### PAGE TEXT:
Begin

Q&A with Tawanna Black

Tawanna is the executive director for the Northside Funders Group, a collaborative of 19 corporate, community and private foundations and public sector investors committed to aligning investments to catalyze comprehensive, sustainable change in North Minneapolis. Tawanna also lends her expertise to several boards. She serves as the chair of Youthprise Board of Directors, as co-chair of the African American Leadership Forum, president of the Minneapolis-St. Paul Chapter of The Links, Incorporated, and as a trustee of the Women’s Foundation of Minnesota Board of Directors. In 2014, Tawanna was named a 2014 Bush Fellow.

Tawanna talked with the Minnesota Council on Foundations this past summer about the Northside Funders Group and their partnership with Minneapolis

 

Giving Forum: Can you talk us through where the Northside Funders Group is currently in their partnership with the City of Minneapolis and how you got there?
When Northside Funders Group started and really gelled together as a formal funder collaborative in 2013, the foundation members knew that they couldn't move the needle in North Minneapolis with a place-based strategy without also thinking about how to shift the work and the approach of public sector funders. So, we broke the traditional funder collaborative approach by inviting the city of Minneapolis, Hennepin county, and the state of Minnesota to be members of Northside funders group.

Because our framework is changing the way philanthropy works, we invited them in not just from a policy perspective but invited them to think about how their grantmaking, the contracts they put out, the investments that they make into communities to see change in communities, how those might be thought about differently alongside foundations in philanthropy to produce different results in North Minneapolis.

End

### WHAT YOU NEED TO DO:
[A] According to the interview, how many foundations and public sector investors make up the Northside Funders Group?
[B] Rewrite the interview from "Because our framework" up to and including "results in North Minneapolis.", changing "grantmaking" to "funding".
The listing below is separate from the interview.

Detection annotation listing:
Begin

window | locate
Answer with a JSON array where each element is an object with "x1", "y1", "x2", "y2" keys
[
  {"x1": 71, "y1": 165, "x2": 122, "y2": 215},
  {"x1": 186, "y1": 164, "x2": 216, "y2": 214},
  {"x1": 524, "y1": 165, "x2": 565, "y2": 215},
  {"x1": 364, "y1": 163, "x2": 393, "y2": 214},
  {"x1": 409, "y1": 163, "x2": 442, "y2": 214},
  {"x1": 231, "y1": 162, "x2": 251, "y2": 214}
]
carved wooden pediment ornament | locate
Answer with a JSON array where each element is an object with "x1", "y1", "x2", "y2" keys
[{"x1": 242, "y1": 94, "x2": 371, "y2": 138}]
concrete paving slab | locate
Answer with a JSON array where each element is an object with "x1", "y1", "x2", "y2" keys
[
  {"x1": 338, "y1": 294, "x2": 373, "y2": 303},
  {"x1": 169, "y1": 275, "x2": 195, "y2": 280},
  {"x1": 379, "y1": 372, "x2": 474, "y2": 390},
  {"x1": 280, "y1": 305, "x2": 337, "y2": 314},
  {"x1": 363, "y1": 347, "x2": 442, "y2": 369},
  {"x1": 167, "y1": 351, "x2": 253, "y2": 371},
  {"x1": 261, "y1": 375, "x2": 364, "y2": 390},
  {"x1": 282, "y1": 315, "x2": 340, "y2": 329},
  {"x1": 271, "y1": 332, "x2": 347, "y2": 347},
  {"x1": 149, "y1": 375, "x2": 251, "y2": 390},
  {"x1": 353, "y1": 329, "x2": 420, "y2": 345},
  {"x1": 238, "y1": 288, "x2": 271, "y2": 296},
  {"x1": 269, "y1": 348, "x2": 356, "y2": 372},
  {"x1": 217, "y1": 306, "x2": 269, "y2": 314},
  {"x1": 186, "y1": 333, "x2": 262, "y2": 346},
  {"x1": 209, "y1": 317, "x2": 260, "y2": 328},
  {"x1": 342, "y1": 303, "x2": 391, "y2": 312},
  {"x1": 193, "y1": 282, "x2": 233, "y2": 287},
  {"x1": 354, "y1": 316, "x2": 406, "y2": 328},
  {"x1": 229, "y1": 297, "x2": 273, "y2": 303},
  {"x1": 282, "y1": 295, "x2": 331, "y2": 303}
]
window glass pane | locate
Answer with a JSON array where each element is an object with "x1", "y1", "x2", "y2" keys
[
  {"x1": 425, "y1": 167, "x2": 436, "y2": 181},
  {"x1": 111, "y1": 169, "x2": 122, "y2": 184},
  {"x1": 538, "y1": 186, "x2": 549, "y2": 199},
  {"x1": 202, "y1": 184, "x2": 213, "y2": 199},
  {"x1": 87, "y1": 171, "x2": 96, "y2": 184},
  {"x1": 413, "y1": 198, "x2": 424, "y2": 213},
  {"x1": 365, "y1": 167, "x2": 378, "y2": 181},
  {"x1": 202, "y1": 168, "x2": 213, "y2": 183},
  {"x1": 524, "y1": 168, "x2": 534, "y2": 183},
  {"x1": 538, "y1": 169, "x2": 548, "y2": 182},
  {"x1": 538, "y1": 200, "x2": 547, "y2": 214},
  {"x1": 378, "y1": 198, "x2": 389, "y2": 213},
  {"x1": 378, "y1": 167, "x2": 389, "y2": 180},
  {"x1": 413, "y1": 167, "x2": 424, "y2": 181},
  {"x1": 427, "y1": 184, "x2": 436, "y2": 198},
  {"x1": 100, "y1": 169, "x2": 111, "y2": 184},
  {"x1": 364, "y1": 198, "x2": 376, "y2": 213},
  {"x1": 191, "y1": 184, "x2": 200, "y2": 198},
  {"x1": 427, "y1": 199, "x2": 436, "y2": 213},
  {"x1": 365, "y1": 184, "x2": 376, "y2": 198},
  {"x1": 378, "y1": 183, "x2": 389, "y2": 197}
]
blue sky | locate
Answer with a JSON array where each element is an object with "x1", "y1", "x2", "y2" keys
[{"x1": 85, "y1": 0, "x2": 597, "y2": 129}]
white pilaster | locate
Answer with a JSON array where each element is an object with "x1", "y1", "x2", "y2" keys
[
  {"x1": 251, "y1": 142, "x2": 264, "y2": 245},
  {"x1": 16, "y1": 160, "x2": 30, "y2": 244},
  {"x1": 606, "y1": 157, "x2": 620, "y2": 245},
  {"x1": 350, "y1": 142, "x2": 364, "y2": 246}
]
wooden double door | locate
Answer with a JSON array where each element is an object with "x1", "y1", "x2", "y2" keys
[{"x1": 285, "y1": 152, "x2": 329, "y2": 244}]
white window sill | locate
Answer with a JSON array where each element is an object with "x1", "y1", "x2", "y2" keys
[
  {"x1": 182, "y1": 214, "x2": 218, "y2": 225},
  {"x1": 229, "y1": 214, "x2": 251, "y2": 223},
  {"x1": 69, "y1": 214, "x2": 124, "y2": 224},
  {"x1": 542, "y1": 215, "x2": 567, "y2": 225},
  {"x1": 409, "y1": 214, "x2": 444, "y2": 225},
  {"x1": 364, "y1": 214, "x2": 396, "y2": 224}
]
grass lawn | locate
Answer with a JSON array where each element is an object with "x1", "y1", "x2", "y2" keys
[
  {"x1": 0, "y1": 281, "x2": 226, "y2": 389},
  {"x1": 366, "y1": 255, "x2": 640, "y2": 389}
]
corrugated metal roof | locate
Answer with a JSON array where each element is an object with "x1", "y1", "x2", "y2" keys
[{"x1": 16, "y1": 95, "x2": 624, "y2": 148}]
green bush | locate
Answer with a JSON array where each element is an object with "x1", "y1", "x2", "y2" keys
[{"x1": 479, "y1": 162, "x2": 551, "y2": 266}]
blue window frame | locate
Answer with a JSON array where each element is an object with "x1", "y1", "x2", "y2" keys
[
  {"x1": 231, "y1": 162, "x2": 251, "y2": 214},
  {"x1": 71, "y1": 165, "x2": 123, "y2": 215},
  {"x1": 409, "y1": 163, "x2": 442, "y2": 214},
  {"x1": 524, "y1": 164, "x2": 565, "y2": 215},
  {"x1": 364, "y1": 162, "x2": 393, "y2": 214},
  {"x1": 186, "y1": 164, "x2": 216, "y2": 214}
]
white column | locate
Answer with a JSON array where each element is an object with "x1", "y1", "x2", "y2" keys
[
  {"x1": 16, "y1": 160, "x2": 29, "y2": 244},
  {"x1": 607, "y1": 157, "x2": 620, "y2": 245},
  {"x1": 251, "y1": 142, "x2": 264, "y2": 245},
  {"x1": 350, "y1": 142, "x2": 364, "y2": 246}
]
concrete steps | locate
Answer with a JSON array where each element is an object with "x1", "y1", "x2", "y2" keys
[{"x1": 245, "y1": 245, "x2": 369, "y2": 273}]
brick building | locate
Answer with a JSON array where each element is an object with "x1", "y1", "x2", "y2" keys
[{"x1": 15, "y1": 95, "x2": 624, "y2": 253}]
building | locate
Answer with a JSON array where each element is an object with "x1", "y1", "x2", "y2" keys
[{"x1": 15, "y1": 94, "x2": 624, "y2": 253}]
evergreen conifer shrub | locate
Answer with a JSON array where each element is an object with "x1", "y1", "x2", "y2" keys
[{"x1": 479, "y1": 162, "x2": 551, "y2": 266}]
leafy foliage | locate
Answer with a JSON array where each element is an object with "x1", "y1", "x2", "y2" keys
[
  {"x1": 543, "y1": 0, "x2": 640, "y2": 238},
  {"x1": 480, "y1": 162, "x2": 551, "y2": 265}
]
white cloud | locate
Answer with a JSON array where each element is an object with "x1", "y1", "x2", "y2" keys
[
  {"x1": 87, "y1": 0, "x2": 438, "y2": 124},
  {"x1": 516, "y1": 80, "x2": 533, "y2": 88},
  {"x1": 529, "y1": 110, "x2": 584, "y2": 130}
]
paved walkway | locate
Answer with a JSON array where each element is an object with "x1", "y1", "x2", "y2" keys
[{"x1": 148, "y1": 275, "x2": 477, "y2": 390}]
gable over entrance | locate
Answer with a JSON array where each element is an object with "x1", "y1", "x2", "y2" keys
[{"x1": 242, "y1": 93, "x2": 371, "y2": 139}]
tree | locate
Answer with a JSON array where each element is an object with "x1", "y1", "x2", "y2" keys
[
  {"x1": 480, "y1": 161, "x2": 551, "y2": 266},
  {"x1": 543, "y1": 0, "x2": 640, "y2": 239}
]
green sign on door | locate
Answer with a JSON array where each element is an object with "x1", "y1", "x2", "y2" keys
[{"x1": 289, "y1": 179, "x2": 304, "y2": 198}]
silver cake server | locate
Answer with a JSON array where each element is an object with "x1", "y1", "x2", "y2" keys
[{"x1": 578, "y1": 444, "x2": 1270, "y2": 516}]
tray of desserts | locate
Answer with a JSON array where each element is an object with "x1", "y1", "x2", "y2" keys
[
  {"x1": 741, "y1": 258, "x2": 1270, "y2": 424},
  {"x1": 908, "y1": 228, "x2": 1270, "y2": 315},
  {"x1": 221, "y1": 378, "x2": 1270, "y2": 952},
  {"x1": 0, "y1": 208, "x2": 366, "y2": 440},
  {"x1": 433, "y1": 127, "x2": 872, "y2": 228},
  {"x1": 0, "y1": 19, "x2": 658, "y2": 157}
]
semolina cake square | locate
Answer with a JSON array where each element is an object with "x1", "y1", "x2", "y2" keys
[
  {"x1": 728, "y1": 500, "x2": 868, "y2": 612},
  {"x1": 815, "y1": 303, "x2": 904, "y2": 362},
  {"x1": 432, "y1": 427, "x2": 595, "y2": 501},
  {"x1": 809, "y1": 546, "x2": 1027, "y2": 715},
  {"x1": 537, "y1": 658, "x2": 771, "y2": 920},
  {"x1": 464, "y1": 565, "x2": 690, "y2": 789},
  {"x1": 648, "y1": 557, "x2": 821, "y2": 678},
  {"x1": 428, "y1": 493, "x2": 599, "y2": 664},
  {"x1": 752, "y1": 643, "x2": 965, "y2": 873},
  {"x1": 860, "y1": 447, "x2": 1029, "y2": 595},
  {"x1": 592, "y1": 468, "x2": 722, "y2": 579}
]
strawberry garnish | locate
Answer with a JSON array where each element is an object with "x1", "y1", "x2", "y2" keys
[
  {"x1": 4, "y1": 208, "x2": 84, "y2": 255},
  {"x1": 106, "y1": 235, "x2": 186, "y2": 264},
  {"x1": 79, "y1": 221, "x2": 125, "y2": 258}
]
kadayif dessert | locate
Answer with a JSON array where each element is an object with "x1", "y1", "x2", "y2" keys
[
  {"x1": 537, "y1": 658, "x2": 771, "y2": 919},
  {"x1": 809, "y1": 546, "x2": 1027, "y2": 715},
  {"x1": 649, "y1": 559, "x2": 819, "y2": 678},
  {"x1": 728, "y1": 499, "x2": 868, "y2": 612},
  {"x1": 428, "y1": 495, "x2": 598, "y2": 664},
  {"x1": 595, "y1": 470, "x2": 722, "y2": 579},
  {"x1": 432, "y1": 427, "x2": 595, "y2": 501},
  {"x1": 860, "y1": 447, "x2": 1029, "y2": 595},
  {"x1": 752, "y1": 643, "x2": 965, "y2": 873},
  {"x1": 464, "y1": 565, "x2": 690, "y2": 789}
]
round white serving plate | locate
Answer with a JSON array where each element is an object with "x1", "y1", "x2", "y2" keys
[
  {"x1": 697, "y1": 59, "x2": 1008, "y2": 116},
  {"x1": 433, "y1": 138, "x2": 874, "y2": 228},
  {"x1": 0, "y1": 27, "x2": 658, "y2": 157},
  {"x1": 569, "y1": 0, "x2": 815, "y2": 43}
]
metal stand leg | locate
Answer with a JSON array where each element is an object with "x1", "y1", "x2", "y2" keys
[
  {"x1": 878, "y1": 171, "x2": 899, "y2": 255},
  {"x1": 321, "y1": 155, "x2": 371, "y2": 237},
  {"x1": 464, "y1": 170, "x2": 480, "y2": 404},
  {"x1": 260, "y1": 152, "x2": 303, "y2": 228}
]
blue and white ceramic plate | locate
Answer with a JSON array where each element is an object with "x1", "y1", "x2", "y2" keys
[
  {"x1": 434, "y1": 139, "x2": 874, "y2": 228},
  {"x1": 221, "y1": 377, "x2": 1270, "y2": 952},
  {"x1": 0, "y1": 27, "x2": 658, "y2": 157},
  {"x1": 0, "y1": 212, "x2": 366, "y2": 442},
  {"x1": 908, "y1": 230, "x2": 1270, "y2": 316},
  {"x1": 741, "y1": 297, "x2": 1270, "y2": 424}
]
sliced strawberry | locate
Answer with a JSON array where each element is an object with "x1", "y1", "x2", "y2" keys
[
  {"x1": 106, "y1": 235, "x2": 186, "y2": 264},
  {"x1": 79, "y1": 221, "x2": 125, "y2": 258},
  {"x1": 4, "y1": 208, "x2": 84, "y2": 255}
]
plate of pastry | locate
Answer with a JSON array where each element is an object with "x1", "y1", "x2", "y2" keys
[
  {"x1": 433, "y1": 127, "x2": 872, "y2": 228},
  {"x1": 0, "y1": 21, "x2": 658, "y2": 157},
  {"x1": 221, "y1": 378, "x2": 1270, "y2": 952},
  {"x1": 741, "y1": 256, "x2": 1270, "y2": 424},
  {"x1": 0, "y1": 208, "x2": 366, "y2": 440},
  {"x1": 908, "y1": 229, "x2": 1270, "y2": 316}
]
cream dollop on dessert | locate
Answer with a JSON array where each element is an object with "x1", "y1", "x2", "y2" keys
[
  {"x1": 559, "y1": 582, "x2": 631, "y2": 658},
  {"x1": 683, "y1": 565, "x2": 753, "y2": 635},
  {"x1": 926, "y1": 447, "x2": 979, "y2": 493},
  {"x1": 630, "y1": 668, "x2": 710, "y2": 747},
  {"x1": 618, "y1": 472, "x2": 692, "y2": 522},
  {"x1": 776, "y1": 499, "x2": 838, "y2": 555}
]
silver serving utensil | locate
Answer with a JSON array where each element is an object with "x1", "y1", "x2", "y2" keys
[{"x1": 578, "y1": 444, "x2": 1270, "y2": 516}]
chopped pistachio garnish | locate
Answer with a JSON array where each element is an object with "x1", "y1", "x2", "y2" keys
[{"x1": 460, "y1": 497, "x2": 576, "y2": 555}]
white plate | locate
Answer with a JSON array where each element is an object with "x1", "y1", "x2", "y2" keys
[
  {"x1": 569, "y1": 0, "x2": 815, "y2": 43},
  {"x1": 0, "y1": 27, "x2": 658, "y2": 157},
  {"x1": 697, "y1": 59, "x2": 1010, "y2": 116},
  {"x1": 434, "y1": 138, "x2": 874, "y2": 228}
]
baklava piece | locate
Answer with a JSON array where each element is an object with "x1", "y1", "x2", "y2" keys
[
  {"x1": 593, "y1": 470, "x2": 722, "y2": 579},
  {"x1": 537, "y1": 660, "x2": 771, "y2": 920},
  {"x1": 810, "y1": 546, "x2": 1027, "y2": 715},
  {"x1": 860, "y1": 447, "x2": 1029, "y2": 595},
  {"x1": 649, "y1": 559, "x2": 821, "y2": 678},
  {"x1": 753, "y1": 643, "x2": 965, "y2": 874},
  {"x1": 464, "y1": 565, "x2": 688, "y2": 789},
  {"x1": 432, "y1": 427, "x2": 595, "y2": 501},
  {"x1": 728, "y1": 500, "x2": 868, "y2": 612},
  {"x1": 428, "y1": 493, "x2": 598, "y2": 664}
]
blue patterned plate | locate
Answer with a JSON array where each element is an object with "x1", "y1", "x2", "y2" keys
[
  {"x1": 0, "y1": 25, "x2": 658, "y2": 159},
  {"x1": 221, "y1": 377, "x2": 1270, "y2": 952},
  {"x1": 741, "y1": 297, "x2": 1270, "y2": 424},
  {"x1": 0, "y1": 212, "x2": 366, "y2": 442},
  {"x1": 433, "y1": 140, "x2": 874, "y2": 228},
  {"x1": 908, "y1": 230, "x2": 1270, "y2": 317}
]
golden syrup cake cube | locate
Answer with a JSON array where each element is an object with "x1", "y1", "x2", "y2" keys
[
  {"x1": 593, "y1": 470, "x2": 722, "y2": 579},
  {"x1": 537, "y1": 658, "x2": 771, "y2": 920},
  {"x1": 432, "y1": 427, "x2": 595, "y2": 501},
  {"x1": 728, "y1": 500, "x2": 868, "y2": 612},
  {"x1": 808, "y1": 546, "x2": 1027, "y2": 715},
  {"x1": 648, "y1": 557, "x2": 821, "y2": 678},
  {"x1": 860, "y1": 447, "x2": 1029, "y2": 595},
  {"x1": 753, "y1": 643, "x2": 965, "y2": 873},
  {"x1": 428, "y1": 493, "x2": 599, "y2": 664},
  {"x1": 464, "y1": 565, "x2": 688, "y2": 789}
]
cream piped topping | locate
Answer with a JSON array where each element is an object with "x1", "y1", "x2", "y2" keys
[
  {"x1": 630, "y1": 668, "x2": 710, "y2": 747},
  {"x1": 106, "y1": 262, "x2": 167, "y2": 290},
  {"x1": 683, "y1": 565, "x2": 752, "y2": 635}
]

End

### THE RESPONSES:
[A] 19

[B]
Because our framework is changing the way philanthropy works, we invited them in not just from a policy perspective but invited them to think about how their funding, the contracts they put out, the investments that they make into communities to see change in communities, how those might be thought about differently alongside foundations in philanthropy to produce different results in North Minneapolis.